● **Stated goal**
Which lines in the items below contain the string "husk"? Gather every such line and copy it out, treating uppercase and lowercase as different.

(begin)

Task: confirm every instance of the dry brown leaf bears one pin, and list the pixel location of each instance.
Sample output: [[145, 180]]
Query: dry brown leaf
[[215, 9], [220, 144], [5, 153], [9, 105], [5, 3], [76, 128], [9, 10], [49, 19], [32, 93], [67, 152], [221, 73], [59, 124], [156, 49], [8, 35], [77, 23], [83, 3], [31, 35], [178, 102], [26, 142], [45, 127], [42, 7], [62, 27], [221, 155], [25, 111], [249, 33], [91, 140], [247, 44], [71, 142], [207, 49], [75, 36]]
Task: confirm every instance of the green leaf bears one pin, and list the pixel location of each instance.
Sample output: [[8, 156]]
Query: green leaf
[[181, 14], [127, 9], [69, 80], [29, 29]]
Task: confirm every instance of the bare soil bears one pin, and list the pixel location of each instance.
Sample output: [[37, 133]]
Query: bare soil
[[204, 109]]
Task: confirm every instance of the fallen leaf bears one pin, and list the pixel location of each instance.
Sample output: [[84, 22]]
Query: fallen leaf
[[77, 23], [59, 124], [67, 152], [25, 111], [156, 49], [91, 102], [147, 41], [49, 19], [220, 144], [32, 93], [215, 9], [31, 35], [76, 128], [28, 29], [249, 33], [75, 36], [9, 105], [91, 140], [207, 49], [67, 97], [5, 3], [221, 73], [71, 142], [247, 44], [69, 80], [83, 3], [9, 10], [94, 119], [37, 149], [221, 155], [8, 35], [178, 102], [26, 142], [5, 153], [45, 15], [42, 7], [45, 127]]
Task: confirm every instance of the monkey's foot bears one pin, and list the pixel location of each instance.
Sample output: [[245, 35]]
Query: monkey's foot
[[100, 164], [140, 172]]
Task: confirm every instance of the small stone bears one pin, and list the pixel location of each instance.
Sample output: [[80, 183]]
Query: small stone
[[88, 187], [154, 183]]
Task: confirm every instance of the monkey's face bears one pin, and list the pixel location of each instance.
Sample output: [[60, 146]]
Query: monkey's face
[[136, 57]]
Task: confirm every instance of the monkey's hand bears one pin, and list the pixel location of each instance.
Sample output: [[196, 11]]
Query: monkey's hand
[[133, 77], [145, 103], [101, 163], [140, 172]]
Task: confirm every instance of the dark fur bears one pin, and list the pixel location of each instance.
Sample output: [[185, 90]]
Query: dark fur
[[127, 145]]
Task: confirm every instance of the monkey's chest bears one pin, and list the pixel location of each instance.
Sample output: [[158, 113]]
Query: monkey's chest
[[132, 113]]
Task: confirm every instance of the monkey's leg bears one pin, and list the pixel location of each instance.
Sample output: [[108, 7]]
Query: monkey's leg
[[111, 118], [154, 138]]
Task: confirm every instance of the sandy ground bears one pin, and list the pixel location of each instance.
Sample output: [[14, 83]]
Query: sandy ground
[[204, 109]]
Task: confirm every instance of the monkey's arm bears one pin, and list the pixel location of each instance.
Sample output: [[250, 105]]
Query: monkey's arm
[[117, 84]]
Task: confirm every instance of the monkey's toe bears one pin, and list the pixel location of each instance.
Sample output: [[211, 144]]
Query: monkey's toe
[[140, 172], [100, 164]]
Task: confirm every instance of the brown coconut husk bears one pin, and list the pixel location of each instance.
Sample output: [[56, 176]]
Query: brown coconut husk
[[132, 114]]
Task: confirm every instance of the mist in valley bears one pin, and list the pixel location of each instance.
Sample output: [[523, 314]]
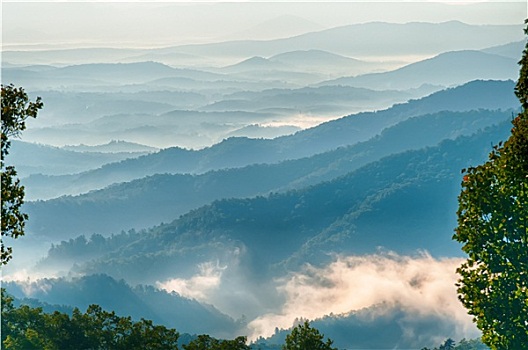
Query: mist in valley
[[234, 168]]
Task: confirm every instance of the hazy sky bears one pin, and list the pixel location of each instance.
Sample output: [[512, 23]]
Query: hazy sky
[[153, 24]]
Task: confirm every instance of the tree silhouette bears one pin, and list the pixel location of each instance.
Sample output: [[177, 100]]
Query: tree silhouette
[[304, 337], [16, 108], [493, 227]]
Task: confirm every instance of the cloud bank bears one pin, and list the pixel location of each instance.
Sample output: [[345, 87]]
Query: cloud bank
[[422, 286]]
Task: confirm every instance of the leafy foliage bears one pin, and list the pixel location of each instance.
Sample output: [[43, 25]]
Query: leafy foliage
[[304, 337], [16, 108], [29, 328], [492, 225], [464, 344], [206, 342]]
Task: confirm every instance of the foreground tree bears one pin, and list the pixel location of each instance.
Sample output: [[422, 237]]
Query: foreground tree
[[26, 328], [16, 108], [304, 337], [492, 225], [206, 342]]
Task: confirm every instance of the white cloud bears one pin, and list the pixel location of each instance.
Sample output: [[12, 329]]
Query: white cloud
[[198, 286], [421, 285]]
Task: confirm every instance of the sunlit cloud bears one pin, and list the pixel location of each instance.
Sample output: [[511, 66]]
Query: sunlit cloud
[[198, 286], [421, 285]]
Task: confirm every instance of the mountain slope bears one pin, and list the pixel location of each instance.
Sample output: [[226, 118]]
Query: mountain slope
[[122, 206], [239, 152], [147, 302], [404, 202], [446, 69], [372, 39]]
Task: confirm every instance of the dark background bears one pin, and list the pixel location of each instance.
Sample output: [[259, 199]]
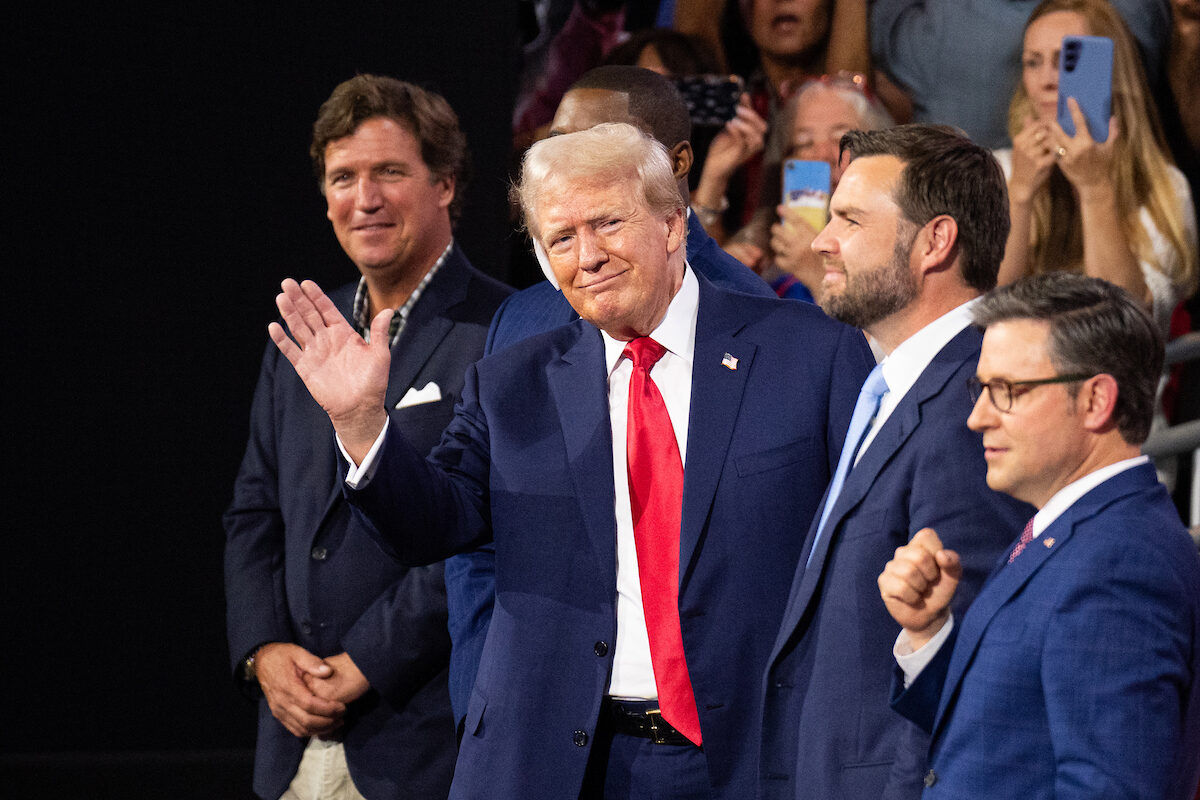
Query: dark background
[[159, 188]]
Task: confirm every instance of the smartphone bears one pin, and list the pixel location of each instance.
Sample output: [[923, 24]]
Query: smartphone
[[712, 100], [807, 188], [1085, 72]]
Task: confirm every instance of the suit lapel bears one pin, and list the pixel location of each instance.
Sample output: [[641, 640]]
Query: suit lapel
[[1011, 578], [715, 398], [580, 391], [427, 325], [888, 440]]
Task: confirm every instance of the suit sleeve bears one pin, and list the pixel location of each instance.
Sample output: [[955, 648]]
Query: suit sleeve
[[918, 702], [949, 493], [400, 642], [1116, 674], [256, 605], [423, 510]]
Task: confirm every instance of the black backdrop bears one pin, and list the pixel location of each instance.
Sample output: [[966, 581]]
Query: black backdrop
[[159, 188]]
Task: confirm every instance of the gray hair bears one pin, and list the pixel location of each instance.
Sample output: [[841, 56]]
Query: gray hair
[[869, 112], [601, 151], [1096, 328]]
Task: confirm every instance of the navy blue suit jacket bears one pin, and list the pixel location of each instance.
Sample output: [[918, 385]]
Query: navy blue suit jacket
[[527, 463], [827, 728], [1074, 672], [471, 577], [301, 569]]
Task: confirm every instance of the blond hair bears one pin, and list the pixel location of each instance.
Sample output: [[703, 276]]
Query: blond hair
[[1141, 167]]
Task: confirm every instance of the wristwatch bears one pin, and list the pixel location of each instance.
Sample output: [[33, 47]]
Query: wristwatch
[[247, 667]]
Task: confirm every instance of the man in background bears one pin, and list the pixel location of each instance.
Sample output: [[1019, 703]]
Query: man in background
[[1074, 672], [349, 650]]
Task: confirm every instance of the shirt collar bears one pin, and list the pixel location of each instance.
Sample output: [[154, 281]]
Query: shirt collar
[[904, 366], [360, 312], [1067, 495], [676, 332]]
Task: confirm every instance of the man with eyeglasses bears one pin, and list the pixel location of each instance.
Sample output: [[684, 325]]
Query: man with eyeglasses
[[917, 233], [1074, 672]]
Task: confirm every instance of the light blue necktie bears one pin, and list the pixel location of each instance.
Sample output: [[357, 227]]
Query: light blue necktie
[[865, 409]]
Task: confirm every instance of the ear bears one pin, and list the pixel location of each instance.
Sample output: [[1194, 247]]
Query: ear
[[445, 191], [936, 245], [682, 157], [677, 230], [1097, 401]]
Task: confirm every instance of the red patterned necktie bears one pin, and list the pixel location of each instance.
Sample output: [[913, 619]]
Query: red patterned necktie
[[1023, 542], [655, 497]]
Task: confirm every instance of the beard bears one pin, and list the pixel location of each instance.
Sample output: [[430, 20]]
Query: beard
[[873, 295]]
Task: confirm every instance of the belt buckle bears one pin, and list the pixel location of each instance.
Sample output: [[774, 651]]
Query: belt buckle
[[653, 719]]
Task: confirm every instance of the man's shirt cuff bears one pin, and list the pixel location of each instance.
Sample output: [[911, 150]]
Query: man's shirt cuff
[[913, 661], [357, 476]]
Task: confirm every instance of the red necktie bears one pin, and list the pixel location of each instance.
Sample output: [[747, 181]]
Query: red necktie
[[655, 497], [1023, 542]]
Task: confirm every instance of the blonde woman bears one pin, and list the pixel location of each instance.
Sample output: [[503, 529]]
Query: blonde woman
[[1116, 210]]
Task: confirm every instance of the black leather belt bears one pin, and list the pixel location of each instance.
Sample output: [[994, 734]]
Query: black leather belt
[[642, 719]]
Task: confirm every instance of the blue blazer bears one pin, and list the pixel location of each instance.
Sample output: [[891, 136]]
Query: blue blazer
[[1074, 672], [301, 569], [527, 463], [827, 728], [471, 583]]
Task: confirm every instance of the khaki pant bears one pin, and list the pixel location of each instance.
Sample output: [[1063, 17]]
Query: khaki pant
[[323, 774]]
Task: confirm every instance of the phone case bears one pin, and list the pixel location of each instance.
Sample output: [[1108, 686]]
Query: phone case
[[807, 187], [712, 100], [1085, 72]]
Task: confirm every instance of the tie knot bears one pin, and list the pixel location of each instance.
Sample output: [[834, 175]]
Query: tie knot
[[645, 352], [875, 384]]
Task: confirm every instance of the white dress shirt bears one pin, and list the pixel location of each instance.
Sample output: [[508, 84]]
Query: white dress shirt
[[633, 674], [903, 366], [633, 677]]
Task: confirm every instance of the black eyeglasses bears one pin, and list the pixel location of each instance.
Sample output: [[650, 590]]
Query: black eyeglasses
[[1002, 392]]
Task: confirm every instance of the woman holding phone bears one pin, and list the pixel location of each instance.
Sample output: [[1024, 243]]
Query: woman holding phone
[[777, 244], [1116, 209]]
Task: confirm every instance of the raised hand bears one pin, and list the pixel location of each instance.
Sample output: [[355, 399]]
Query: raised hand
[[918, 583], [791, 241], [1086, 162], [346, 376]]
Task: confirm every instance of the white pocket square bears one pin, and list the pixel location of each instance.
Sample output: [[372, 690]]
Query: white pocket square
[[431, 394]]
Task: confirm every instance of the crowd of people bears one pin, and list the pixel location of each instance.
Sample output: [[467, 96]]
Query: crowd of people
[[736, 501]]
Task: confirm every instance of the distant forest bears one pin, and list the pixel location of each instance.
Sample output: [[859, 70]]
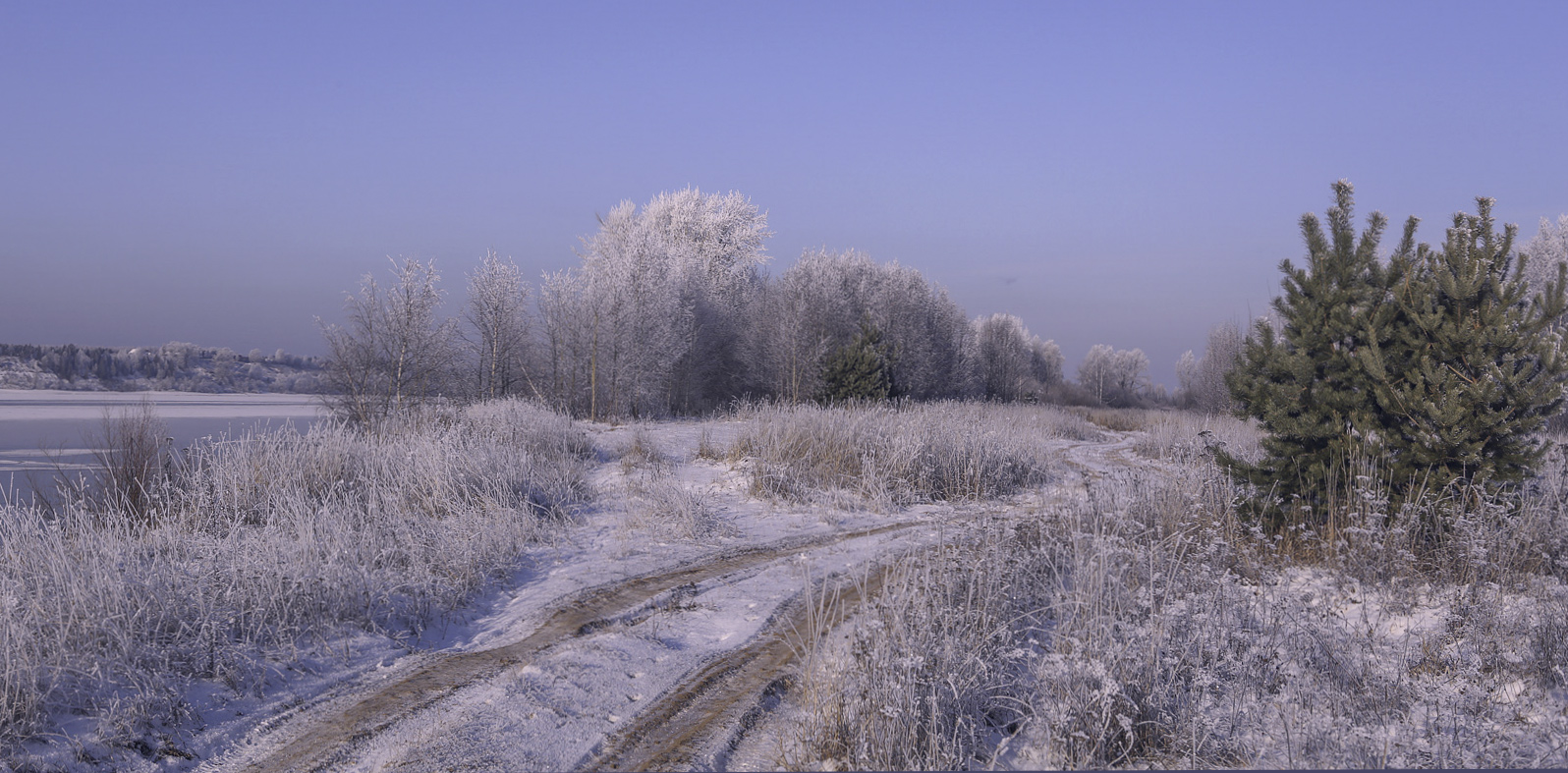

(end)

● **Written answer**
Task: confirm every instance of the brown coconut husk bears one pin, and list the pixel location of each instance.
Query: brown coconut husk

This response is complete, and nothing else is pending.